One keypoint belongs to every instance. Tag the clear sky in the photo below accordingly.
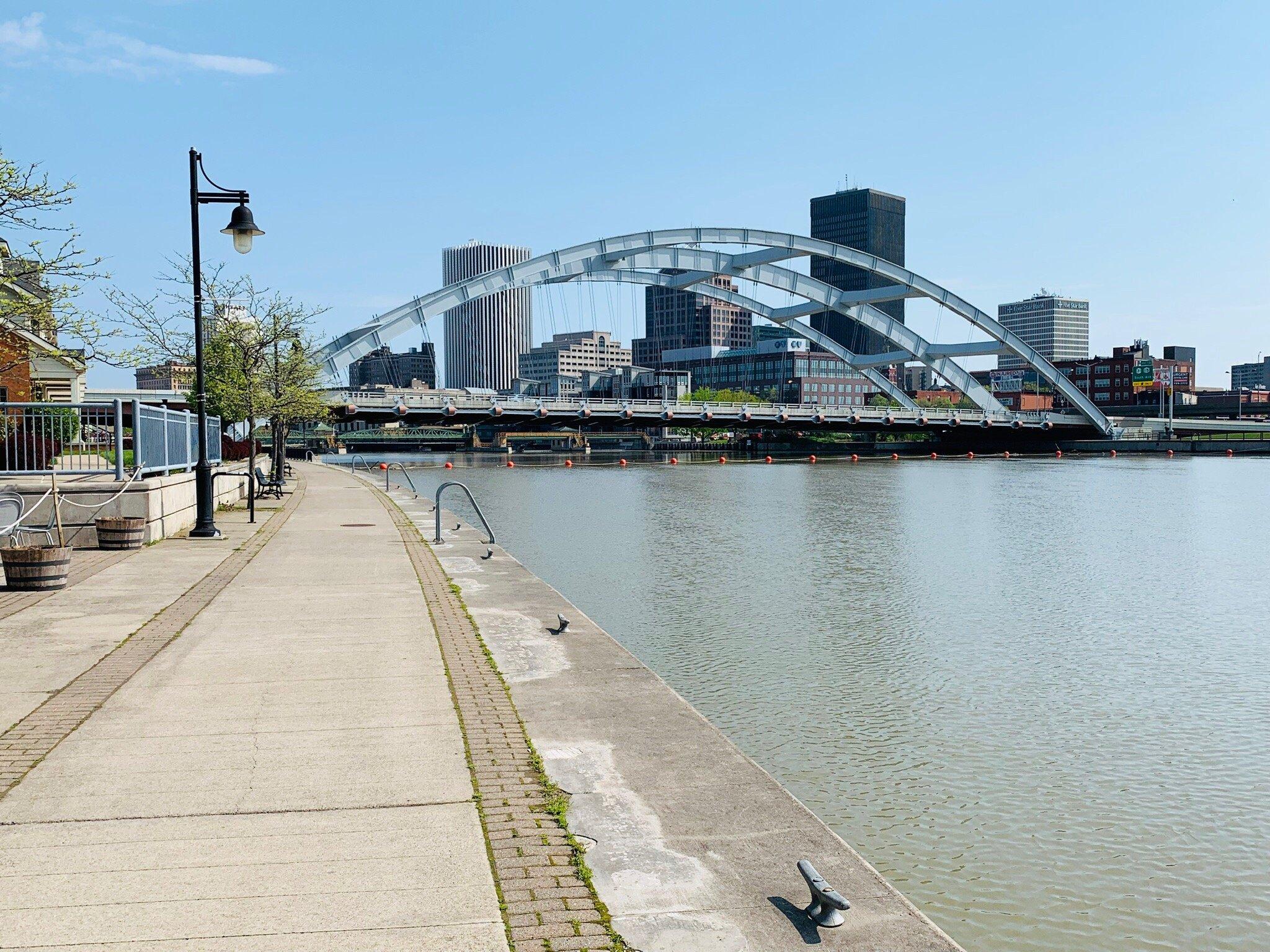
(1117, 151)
---
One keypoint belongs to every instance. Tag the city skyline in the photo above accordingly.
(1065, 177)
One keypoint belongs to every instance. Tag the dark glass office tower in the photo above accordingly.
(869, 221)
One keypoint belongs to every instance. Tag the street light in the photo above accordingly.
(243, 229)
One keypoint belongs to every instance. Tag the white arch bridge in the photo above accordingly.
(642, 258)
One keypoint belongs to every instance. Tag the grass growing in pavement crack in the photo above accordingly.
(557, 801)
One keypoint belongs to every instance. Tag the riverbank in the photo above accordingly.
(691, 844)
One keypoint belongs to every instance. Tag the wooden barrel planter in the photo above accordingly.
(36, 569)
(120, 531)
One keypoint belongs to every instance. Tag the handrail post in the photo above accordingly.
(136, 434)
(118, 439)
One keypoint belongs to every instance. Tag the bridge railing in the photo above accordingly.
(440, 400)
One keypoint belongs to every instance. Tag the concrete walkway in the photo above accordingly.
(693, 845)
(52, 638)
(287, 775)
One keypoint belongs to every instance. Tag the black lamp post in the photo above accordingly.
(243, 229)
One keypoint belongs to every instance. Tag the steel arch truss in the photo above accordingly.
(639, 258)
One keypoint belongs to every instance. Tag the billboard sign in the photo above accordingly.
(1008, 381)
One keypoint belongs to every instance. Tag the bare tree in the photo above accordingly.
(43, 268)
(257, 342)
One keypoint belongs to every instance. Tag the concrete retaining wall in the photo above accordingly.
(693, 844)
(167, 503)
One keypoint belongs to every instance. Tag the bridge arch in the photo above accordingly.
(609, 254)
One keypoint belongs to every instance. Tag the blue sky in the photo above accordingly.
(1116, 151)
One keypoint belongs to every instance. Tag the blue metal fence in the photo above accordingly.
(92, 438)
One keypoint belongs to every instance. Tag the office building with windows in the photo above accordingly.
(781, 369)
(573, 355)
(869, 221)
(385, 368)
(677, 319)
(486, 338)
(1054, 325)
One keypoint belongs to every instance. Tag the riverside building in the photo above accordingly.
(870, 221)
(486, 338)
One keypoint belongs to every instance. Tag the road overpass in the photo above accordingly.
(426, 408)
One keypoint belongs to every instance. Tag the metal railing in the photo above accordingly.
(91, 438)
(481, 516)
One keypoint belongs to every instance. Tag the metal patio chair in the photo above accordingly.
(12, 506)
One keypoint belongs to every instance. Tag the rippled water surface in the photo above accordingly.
==
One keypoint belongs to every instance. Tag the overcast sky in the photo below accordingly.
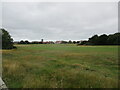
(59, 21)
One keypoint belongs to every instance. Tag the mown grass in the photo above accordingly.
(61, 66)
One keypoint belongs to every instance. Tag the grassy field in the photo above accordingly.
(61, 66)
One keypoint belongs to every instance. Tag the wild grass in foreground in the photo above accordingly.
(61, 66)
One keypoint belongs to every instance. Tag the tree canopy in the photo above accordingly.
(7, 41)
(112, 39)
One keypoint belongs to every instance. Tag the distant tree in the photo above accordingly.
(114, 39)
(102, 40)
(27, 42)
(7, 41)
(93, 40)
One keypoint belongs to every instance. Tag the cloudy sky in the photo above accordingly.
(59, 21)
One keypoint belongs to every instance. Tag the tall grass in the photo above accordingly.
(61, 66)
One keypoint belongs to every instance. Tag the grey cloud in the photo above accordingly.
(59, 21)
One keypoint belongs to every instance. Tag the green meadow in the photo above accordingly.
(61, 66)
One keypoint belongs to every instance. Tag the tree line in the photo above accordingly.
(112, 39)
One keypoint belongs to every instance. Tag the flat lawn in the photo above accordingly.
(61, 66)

### WHAT YOU SHOULD DO
Rewrite the entries in the stretch from the line containing "One keypoint belongs to every instance. Tag the clear" through the line containing "(1117, 151)", changing "clear sky" to "blue sky" and keeping everything else the same. Leave the picture out.

### EXERCISE OUTPUT
One keypoint belongs to every instance. Tag the blue sky in the photo below accordingly.
(1117, 151)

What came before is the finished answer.